[Begin Stored rows]

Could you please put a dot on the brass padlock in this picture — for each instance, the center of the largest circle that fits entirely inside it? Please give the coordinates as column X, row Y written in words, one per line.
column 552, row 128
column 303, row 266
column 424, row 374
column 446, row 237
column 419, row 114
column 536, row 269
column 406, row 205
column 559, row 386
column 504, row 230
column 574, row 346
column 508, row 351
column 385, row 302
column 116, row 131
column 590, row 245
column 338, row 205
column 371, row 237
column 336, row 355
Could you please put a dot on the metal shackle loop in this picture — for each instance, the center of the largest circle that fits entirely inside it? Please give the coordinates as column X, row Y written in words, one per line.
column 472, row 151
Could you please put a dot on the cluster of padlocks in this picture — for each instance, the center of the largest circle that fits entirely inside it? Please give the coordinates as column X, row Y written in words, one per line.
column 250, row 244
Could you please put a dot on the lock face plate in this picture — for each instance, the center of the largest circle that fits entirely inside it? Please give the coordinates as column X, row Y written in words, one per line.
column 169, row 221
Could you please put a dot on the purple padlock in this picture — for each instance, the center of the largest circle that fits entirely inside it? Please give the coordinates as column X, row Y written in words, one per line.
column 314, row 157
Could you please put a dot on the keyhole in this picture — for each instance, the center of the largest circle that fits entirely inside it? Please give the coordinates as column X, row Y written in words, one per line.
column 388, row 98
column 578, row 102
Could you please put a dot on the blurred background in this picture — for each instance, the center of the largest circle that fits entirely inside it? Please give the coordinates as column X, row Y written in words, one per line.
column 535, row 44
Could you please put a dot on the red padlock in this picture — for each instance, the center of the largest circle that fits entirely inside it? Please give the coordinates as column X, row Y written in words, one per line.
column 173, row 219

[End Stored rows]

Direction
Print the lines again without any changes, starting with the line that contains "Could you please put a dot on the keyhole" and ending with the line that contains "column 578, row 102".

Written solution
Could you please put a dot on the keyhole in this picture — for each instance, the center of the largest circle that fits entirely inside it? Please give the coordinates as column X, row Y written in words, one per line.
column 388, row 98
column 578, row 102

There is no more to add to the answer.